Please gather every line in the entries below that contains the string "wire" and copy each one in full.

Records for the task —
──────────────────────────────

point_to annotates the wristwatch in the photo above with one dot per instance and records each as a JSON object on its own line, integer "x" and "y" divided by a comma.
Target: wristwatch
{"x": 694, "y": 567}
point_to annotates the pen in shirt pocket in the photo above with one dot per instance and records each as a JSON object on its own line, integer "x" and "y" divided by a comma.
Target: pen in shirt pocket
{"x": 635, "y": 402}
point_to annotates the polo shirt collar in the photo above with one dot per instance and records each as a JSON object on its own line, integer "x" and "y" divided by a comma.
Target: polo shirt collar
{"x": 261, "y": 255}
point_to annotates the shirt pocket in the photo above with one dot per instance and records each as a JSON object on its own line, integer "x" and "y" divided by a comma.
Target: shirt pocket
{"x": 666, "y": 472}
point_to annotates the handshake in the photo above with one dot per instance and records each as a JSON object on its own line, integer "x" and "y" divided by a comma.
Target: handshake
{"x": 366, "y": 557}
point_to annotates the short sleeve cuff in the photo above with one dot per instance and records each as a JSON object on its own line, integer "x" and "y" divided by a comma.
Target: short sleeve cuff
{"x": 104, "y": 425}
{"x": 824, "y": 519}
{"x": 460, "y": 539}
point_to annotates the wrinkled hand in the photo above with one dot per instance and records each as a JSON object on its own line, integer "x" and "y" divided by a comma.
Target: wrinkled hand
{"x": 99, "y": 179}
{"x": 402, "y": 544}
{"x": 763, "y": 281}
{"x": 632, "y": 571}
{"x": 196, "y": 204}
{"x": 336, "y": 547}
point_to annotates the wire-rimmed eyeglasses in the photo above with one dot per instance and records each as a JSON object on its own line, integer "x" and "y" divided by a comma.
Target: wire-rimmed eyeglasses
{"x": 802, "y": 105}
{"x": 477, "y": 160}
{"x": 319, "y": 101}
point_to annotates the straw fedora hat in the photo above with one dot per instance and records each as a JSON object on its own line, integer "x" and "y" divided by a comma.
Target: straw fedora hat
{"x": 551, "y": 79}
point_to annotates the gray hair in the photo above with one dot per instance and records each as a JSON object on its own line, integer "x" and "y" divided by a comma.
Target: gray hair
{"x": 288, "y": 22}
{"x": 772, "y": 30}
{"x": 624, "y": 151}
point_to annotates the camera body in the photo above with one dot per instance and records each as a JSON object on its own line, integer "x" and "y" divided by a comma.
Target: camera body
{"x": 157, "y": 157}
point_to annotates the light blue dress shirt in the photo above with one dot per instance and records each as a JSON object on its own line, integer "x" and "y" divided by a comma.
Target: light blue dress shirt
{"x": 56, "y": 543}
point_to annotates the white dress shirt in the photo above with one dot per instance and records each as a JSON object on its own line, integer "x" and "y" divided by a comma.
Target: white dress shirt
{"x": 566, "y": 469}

──────────────────────────────

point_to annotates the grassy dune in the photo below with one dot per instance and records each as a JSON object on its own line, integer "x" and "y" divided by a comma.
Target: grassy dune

──────────────────────────────

Solution for this exercise —
point_to annotates the wire-rimmed eyeglasses in the photo above with one dot per instance and records each as a JSON object on its own line, integer "x" and "y" divided by a comma.
Target: wire-rimmed eyeglasses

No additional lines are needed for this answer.